Supplied material:
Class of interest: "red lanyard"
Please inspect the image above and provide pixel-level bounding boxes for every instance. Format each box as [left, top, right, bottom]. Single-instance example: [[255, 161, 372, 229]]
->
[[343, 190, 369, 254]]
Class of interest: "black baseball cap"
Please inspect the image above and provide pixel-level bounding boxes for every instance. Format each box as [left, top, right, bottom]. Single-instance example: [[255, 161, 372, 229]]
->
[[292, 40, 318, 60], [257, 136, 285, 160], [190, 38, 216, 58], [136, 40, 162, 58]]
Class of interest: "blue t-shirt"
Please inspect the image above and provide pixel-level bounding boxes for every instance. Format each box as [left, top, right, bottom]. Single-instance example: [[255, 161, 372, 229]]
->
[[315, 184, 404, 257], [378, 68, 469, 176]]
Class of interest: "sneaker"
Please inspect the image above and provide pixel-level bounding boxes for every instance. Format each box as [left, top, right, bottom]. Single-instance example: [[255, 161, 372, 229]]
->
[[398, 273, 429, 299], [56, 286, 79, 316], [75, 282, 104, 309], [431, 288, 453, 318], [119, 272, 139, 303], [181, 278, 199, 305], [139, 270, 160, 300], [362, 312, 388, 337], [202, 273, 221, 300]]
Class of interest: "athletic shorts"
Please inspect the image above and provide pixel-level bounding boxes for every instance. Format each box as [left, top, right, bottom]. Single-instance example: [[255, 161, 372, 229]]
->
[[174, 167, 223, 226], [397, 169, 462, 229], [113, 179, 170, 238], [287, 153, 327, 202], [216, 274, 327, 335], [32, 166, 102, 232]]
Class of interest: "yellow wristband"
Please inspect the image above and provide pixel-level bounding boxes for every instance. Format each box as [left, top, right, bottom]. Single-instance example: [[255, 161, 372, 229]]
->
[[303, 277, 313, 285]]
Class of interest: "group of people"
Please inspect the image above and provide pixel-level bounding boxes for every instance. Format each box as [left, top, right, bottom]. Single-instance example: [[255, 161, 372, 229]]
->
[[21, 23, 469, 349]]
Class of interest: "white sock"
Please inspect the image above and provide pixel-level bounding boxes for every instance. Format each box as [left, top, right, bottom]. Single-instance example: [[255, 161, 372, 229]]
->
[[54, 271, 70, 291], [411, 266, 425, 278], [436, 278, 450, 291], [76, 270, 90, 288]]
--
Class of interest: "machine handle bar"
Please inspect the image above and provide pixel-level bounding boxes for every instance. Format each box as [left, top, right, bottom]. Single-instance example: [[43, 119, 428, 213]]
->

Given problem:
Return each line from the rows above that contains the word "interest", treating uppercase and lowercase as different.

Output of the task:
Class of interest: "red lanyard"
Class of interest: "black baseball cap"
Class of interest: "blue t-shirt"
Class of interest: "sneaker"
Class of interest: "athletic shorts"
Class of interest: "yellow wristband"
Class of interest: "group of people"
Class of interest: "white sock"
Class of interest: "machine handle bar"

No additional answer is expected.